Written problem 1.
In the opinion piece on Nigeria's election, which party's presidential candidate was Peter Obi?
Written problem 2.
Rewrite the part of the opinion piece on Nigeria's election that begins at "Tripoli, Mogadishu, Monrovia, and" and stops after "Coast for forgiveness.", changing "Ivory Coast" to "Côte d'Ivoire" wherever it appears.

Extract provided.
◇ ◇ ◇ ◇ ◇

Over the course of a few weeks, some persons have perpetrated the big lie that the last presidential election in the country was stolen from a third-placed loser and that his supposed “mandate” could be restored by violence.
Tripoli, Mogadishu, Monrovia, and Freetown are some cities in Africa that have made history by being destroyed due to political disagreements among the political leadership of the countries.
Not too long ago in Ivory Coast, a political disagreement over who won the presidential election between Alassane Quattera and President Laurent Gbagbo snowballed into a war but for the quick intervention of the international community, the ECOWAS and the African Union that nation may still be at war today. All these have to do with the refusal of the loser, President Gbagbo to accept the outcome of the election. Today, Gbagbo is back in the country after serving some jail time abroad and he’s back in the country he once ruled and loved. He has not only apologized to President Quattera who has since pardoned him, he has begged the people of Ivory Coast for forgiveness.
Economic stress in recent times in Nigeria has contributed to the rising call from some sections for change in the belief that the problems in the nation are due to the activities of some old men who have refused to quit the political stage for younger people and are out of tune with the reality of recent times. These frustrated Nigerians pushed former Governor Peter Obi, the presidential candidate of the Labour Party (LP), into believing that he won an election he lost. They made him believe that he is the Messiah Nigeria needed at this critical period and that he must save the nation from the evils of the past.
But the reality is different. When Nigerians voted, they voted for one of the “old schools” of Nigerian politics, Asiwaju Bola Ahmed Tinubu of the All Progressives Congress as president. This did not go down well with them and the false picture that the pushers of Obi have painted in their mind. That was where the problem began.
Democracy in Nigeria is under intense security threat. No thanks to the activities of a new political terror group called the Obidients. In politics, the future is open to suggestions. You hear voices, and you notice movements, but are you open to communication?

◇ ◇ ◇ ◇ ◇

Recorded data.

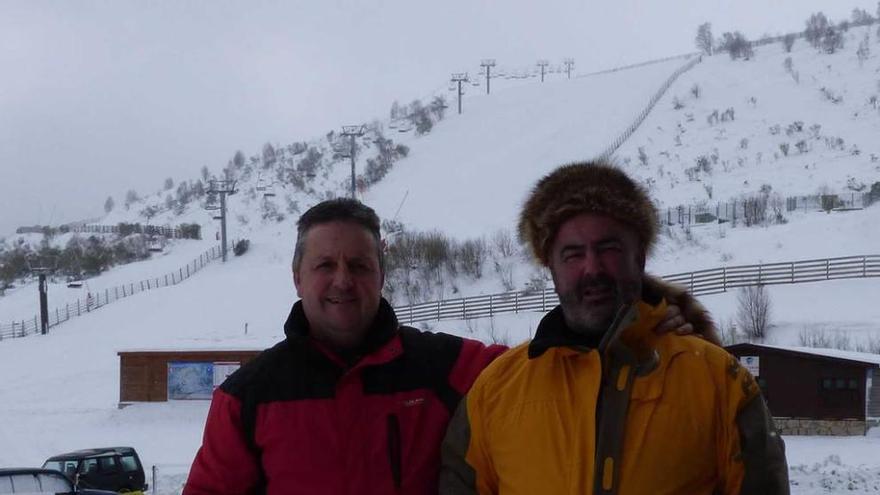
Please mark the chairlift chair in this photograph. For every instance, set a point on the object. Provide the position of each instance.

◇ ◇ ◇ ◇ ◇

Written reply 1.
The Labour Party (LP).

Written reply 2.
Tripoli, Mogadishu, Monrovia, and Freetown are some cities in Africa that have made history by being destroyed due to political disagreements among the political leadership of the countries.
Not too long ago in Côte d'Ivoire, a political disagreement over who won the presidential election between Alassane Quattera and President Laurent Gbagbo snowballed into a war but for the quick intervention of the international community, the ECOWAS and the African Union that nation may still be at war today. All these have to do with the refusal of the loser, President Gbagbo to accept the outcome of the election. Today, Gbagbo is back in the country after serving some jail time abroad and he’s back in the country he once ruled and loved. He has not only apologized to President Quattera who has since pardoned him, he has begged the people of Côte d'Ivoire for forgiveness.